→ TEXTAUSZUG
⟨
P.S. Ansonsten funtkionieren bei mir im übrigen alle ausführbare Jars, sowohl meine selbst erstellten, als auch welche aus dem Forum.


----------



## Robokopp (28. Apr 2012)

Ok, da bin ich ratlos. Eventuell hab ich auch was falsch gemacht.
Hast du mal versucht das ganze über die Konsole zu starten?


----------



## GUI-Programmer (28. Apr 2012)

Robokopp hat gesagt.:


> Ok, da bin ich ratlos. Eventuell hab ich auch was falsch gemacht.
> Hast du mal versucht das ganze über die Konsole zu starten?



Das habe ich über die Windows-Konsole gestartet. (Per Doppelklick passiert garnichts)


----------



## Robokopp (28. Apr 2012)
⟩
→ AUFLISTUNG
⟨
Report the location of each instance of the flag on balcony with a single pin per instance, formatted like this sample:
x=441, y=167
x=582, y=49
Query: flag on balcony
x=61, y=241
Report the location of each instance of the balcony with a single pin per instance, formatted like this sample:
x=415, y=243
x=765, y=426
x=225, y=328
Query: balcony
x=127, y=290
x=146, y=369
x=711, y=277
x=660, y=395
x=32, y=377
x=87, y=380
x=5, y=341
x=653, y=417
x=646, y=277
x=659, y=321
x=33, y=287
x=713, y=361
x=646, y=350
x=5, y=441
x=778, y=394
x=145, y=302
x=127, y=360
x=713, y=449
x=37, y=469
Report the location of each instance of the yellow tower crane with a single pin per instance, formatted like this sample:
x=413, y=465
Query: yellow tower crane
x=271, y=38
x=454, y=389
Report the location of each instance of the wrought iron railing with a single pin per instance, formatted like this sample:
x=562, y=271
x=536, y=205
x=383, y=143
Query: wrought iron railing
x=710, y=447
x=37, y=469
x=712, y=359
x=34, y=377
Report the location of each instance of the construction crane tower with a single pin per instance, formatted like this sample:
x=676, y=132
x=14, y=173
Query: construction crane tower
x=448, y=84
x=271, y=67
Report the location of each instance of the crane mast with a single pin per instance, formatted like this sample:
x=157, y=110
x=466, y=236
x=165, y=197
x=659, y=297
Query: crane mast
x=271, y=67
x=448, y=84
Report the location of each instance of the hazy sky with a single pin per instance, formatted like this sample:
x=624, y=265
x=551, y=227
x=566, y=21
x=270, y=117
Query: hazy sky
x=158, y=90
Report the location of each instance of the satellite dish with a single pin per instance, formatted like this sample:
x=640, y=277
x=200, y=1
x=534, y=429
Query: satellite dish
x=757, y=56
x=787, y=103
⟩
→ DEINE AUFGABE
Kannst du den Textauszug vollständig und wortgetreu abschreiben? Stütze dich dabei ausschließlich auf den Textauszug.

→ ERGEBNIS
P.S. Ansonsten funtkionieren bei mir im übrigen alle ausführbare Jars, sowohl meine selbst erstellten, als auch welche aus dem Forum.


----------



## Robokopp (28. Apr 2012)

Ok, da bin ich ratlos. Eventuell hab ich auch was falsch gemacht.
Hast du mal versucht das ganze über die Konsole zu starten?


----------



## GUI-Programmer (28. Apr 2012)

Robokopp hat gesagt.:


> Ok, da bin ich ratlos. Eventuell hab ich auch was falsch gemacht.
> Hast du mal versucht das ganze über die Konsole zu starten?



Das habe ich über die Windows-Konsole gestartet. (Per Doppelklick passiert garnichts)


----------



## Robokopp (28. Apr 2012)